**Document section**

┏━━

Details: I have a dataframe created with the following code (I realize it is not elegant but I am only learning R):
cands<-scan("human.i.cands.degnums")
non<-scan("human.i.non.degnums")
df<-data.frame(grp=factor(c(rep("1. Candidates", each=length(cands)),
rep("2. NonCands",each=length(non)))), val=c(cands,non))
I then plot their density distribution like so:
library(ggplot2)
ggplot(df, aes(x=val,color=grp)) + geom_density()
This produces the following output:
I would like to choose the colors the lines appear in and cannot for the life of me figure out how. I have read various other posts on the site but to no avail. The most relevant are:
Changing color of density plots in ggplot2
Overlapped density plots in ggplot2
After searching around for a while I have tried:
## This one gives an error
ggplot(df, aes(x=val,colour=c("red","blue"))) + geom_density()
Error: Aesthetics must either be length one, or the same length as the dataProblems:c("red", "blue")
## This one produces a single, black line
ggplot(df, aes(x=val),colour=c("red","green")) + geom_density()
The best I've come up with is this:
ggplot() + geom_density(aes(x=cands),colour="blue") + geom_density(aes(x=non),colour="red")
As you can see in the image above, that last command correctly changes the colors of the lines but it removes the legend. I like ggplot2's legend system. It is nice and simple, I don't want to have to fiddle about with recreating something that ggplot is clearly capable of doing. On top of which, the syntax is very very ugly. My actual data frame consists of 7 different groups of data. I cannot believe that writing + geom_density(aes(x=FOO),colour="BAR") 7 times is the most elegant way of coding this.

┗━━

**Requirement 1**
Repeat the passage of the post about coloring ggplot2 density lines word for word, from "Details: I have" to "library(ggplot2)".
**Requirement 2**
Go on with the post about coloring ggplot2 density lines, picking up right after its final sentence.

**Listed entries**
┏━━

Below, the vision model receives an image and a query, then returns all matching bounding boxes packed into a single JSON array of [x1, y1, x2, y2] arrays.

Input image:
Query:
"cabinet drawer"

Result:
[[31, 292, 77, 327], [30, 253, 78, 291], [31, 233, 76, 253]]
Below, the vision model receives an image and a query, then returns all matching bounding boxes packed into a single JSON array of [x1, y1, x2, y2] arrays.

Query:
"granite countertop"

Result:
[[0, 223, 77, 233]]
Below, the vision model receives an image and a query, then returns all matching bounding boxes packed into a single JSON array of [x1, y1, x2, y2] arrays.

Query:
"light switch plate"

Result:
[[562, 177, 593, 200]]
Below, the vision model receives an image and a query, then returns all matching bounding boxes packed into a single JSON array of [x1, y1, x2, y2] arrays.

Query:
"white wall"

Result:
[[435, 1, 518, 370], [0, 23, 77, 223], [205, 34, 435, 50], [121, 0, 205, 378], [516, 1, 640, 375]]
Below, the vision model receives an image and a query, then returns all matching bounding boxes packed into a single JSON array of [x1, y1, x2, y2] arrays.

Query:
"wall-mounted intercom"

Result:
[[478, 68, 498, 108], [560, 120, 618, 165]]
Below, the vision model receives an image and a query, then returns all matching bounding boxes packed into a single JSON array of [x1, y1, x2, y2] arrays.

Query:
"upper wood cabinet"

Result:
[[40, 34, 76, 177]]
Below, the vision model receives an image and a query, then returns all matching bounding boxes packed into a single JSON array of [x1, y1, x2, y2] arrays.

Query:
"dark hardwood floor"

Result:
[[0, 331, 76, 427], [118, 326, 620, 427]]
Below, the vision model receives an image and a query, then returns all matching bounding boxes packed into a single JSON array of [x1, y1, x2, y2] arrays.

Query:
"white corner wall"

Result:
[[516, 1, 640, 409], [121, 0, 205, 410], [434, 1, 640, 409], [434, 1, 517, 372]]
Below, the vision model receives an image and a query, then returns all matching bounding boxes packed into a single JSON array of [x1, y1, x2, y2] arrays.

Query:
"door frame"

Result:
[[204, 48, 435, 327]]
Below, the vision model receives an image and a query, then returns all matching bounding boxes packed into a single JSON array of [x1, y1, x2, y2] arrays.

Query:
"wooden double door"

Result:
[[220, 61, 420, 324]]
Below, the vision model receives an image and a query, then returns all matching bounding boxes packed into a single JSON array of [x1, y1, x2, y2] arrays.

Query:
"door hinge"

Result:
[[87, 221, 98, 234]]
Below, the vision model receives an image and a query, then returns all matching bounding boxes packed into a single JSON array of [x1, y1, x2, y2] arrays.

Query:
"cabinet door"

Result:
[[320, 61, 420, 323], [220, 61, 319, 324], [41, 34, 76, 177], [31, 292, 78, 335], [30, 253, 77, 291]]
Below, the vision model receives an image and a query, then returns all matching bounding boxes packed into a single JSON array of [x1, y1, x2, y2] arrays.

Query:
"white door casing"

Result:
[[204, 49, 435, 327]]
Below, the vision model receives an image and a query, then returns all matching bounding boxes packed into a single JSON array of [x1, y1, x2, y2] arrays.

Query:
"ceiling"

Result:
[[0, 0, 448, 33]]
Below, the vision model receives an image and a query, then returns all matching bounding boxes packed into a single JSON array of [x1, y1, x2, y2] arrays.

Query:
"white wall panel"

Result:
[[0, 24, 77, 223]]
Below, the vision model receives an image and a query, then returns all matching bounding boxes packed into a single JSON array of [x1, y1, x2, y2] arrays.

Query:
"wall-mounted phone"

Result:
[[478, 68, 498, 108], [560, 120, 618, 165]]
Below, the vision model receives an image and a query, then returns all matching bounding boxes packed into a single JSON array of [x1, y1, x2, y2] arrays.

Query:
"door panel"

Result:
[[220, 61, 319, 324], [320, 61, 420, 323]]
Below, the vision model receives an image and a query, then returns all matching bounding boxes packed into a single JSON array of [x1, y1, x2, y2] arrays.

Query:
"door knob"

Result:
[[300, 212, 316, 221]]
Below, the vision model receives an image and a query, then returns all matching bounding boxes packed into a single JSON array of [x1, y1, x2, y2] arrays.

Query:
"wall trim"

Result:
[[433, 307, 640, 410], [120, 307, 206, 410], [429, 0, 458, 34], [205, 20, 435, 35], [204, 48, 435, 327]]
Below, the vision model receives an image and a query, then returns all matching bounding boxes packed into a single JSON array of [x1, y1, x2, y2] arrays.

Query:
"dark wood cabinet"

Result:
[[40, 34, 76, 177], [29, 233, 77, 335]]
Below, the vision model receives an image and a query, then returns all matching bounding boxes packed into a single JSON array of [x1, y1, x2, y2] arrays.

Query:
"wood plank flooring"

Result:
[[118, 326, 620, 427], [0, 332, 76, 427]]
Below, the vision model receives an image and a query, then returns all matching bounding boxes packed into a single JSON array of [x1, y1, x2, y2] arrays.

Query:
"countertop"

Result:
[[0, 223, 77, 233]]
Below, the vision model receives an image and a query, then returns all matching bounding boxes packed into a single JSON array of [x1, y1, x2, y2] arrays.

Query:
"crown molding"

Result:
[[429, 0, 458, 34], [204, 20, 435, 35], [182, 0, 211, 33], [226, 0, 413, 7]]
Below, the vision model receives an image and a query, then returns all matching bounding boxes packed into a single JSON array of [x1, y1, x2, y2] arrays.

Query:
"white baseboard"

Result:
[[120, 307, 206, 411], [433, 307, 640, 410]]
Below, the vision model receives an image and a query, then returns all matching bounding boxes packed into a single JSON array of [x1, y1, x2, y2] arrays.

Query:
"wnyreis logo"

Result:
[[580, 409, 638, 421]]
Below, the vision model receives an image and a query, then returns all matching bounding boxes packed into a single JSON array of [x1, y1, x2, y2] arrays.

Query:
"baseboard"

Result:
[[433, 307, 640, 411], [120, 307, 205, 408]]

┗━━

**Task output 1**
Details: I have a dataframe created with the following code (I realize it is not elegant but I am only learning R):
cands<-scan("human.i.cands.degnums")
non<-scan("human.i.non.degnums")
df<-data.frame(grp=factor(c(rep("1. Candidates", each=length(cands)),
rep("2. NonCands",each=length(non)))), val=c(cands,non))
I then plot their density distribution like so:
library(ggplot2)

**Task output 2**
So, if all else fails I will accept with an answer that tells me how to get the legend back on to the 2nd plot. However, if someone can tell me how to do it properly I will be very happy.
set.seed(45)
df <- data.frame(x=c(rnorm(100), rnorm(100, mean=2, sd=2)), grp=rep(1:2, each=100))
ggplot(data = df, aes(x=x, color=factor(grp))) + geom_density() +
scale_color_brewer(palette = "Set1")
ggplot(data = df, aes(x=x, color=factor(grp))) + geom_density() +
scale_color_brewer(palette = "Set3")
gives me same plots with different sets of colors.
Provide vector containing colours for the "values" argument to map discrete values to manually chosen visual ones:
ggplot(df, aes(x=val,color=grp)) +
geom_density() +
scale_color_manual(values=c("red", "blue"))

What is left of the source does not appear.